> [Activity]:
Could you count how many lines of the data include "landing" and answer with the number only?

> [Given data]:
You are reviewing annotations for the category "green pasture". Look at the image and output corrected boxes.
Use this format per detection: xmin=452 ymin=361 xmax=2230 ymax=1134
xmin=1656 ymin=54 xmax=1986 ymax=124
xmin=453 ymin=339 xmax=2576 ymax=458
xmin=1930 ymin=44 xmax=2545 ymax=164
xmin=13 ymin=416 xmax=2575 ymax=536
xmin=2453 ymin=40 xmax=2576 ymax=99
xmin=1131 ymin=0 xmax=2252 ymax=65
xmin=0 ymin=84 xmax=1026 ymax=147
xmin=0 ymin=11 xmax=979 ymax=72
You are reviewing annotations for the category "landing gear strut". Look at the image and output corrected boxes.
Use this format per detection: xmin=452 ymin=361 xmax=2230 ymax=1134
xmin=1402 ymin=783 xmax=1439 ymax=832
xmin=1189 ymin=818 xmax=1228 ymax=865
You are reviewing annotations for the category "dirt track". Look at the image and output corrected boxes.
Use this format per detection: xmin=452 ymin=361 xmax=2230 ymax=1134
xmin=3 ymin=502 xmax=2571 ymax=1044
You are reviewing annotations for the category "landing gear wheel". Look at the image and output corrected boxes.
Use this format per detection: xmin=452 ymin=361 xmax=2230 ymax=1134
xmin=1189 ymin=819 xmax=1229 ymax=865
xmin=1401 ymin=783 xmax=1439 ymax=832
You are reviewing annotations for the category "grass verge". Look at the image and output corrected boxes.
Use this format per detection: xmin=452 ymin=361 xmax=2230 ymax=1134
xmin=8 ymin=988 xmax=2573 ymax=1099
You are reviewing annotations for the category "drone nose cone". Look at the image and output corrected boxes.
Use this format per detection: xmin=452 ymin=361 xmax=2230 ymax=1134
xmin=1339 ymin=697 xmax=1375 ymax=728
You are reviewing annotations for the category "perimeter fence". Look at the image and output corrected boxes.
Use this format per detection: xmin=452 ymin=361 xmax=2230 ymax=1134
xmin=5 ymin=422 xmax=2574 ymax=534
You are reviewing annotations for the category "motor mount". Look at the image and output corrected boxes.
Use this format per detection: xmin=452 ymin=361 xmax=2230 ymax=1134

> [Problem solution]:
2